Metin Bölümü:
Bu ana kadar olanları hatırlatmak gerekirse, Türk orduları 14 Ocak 1915’de Sina Cephesi’nde I.Kanal harekâtını tertip etmişler; 4 Şubat’ta tutunamayarak geri çekilmişlerdi. İkinci harekât 1916 Temmuz’unda icra edilmiş; fakat, bu da başarılı olmamıştı. Türk Orduları 1917 Ocak ayında Gazze - Birüssebi hattına çekilmişlerdi. 26 Mart tarihinde I.Gazze, 19 Nisan’da II .Gazze muharebelerinden galip çıkan Türk orduları Yıldırım Ordular Grubu’nun kuruluşundan sonra süratle ikmal faaliyetlerine atıldı. Bu ordular grubu denizden donanma ile desteklenirken; keşif, bombardıman, av ve taarruzî destek vazifesi yapmak üzere dört tayyare bölüğü tahsis edilerek hava desteği de sağlanmış oldu26.

Yapılacak Görevler:
**A)** Sina Cephesi'ne ilişkin metin bölümünde "Bu ana kadar" ifadesinden "de sağlanmış oldu26." ifadesine kadar olan kısmı kelimesi kelimesine aktarınız.
**B)** Sina Cephesi'ne ilişkin metin bölümüne göre aşağıdaki soruları yanıtlayınız:
(i) I. Kanal harekâtı hangi tarihte tertip edilmiştir?
(ii) Türk orduları 1917 Ocak ayında hangi hatta çekilmiştir?
(iii) Yıldırım Ordular Grubu'na hava desteği için kaç tayyare bölüğü tahsis edilmiştir?
**C)** Sina Cephesi'ne ilişkin metin bölümünü, son cümlesinden sonra gelecek şekilde devam ettiriniz.

Çıkarılan Malzeme:

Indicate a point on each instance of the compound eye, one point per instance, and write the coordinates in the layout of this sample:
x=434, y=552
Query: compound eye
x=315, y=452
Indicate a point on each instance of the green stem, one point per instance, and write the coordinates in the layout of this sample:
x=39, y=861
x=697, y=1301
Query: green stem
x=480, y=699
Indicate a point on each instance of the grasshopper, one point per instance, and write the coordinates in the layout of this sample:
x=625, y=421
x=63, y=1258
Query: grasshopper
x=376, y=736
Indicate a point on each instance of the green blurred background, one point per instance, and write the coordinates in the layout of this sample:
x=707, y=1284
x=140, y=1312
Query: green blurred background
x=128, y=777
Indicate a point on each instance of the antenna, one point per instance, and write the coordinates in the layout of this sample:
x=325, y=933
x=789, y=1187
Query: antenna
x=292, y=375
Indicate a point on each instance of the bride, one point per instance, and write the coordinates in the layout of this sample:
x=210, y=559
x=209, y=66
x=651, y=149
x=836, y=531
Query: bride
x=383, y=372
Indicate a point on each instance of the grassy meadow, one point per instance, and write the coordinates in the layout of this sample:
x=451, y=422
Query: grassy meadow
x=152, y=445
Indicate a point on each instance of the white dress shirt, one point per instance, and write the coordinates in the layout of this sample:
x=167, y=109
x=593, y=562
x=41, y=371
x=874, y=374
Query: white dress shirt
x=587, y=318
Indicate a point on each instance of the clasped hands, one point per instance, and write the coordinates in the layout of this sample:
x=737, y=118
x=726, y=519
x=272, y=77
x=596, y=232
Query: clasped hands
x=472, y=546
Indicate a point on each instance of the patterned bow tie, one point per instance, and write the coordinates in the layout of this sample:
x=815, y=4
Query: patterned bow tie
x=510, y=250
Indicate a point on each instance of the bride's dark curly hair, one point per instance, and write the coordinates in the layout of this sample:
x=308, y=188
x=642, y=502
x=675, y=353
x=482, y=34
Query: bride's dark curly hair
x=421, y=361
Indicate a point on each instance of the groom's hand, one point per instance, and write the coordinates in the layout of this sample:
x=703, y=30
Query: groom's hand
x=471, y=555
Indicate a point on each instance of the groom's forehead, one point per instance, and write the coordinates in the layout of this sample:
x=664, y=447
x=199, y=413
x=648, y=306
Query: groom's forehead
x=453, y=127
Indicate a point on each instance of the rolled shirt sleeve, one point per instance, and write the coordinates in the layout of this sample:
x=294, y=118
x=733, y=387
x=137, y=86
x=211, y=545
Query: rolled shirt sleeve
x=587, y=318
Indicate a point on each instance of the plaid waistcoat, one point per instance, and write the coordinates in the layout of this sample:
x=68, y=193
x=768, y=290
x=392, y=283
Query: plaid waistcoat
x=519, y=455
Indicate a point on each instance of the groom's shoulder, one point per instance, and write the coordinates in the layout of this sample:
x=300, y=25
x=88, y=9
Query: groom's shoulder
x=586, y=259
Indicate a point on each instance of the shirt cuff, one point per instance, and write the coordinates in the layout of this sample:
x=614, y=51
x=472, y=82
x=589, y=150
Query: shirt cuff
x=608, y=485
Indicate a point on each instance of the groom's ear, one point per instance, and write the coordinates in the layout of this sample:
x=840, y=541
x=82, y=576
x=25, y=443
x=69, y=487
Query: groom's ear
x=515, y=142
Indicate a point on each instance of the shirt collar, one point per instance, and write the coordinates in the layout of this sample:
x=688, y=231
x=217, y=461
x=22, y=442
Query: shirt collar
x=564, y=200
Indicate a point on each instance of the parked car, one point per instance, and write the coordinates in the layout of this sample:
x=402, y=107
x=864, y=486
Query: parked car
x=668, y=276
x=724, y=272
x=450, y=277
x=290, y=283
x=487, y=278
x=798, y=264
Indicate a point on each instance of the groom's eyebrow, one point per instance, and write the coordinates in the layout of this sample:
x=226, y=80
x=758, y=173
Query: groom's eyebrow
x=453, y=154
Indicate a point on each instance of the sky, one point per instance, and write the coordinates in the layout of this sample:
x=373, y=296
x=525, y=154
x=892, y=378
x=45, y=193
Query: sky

Yanıtlar:
**A)**
Bu ana kadar olanları hatırlatmak gerekirse, Türk orduları 14 Ocak 1915’de Sina Cephesi’nde I.Kanal harekâtını tertip etmişler; 4 Şubat’ta tutunamayarak geri çekilmişlerdi. İkinci harekât 1916 Temmuz’unda icra edilmiş; fakat, bu da başarılı olmamıştı. Türk Orduları 1917 Ocak ayında Gazze - Birüssebi hattına çekilmişlerdi. 26 Mart tarihinde I.Gazze, 19 Nisan’da II .Gazze muharebelerinden galip çıkan Türk orduları Yıldırım Ordular Grubu’nun kuruluşundan sonra süratle ikmal faaliyetlerine atıldı. Bu ordular grubu denizden donanma ile desteklenirken; keşif, bombardıman, av ve taarruzî destek vazifesi yapmak üzere dört tayyare bölüğü tahsis edilerek hava desteği de sağlanmış oldu26.

**B)**
(i) 14 Ocak 1915
(ii) Gazze - Birüssebi hattı
(iii) Dört

**C)**
Öte yandan 30 Ekim 1917’de başlayan III.Gazze Savaşında İngilizler galip çıktılar27 ve 7 Kasım’da Gazze’yi, 16 Kasım’da Yafa’yı işgal ettiler. İngiliz ilerleyişi karşısında tutunamayan Yıldırım Orduları Grubu sür’atle Filistin’den kuzeye doğru çekildi. Bu arada 9 Aralık 1917’de Kudüs düştü. İngiliz Komutanı Allenby, 9 Aralık 1917’de büyük bir merasimle Yafa kapısından Kudüs’e girdi. Allenby’nin, Kudüs’e girince Selahattin Eyyubî’nin mezarına çıkarak, oradakilere “Haçlı Seferlerini sona erdirdim” dediği rivayet olunur. İngiliz istihbaratının uydurduğu bir senaryo bu sırada hakikat olmuştu. Nil Nehri Filistin’e akıtıldığı zaman, Batı’dan gelecek peygamber Elnebi (Allenby), Türkleri Kudüs’ten çıkaracaktı. Allenby’i Elnebi okuyan Araplar bir Hristiyan komutam Peygamber derecesine çıkarmış oluyorlardı. Fakat bir gün Filistin’den koyulacaklarını bilmiyorlardı. Türk ordusu Kudüs’ü teslim ederken pek çok esir, malzeme, silah, araç ve gereç bırakarak çekilmek mecburiyetinde kalmıştı28.
1917 Aralık ayında Cemal Paşa, İstanbul’a gidince Suriye-Filistin’de emir komuta Falkenhein’ın istediği şekilde olmuş; kendisine kalmıştı29. Öte yandan 1918 yılı başlarından itibaren Filistin Cephesi’ndeki harekât düşman için kesin sonuçlu oldu. Göreve geldiğinden bu yana başarısızlıklarla dolu bir kumandanlık örneği sergileyen Falkenhein, Yıldırım Ordular grubu komutanlığından ayrılmak mecburiyetinde kaldı. Yerine 19 Şubat 1918’de bir başka Alman Generali olan Liman Von Sanders tayin edildi30. Liman Von Sanders, Falkenhein’ın aksine Filistin cephesinde müdafaadan yana idi31.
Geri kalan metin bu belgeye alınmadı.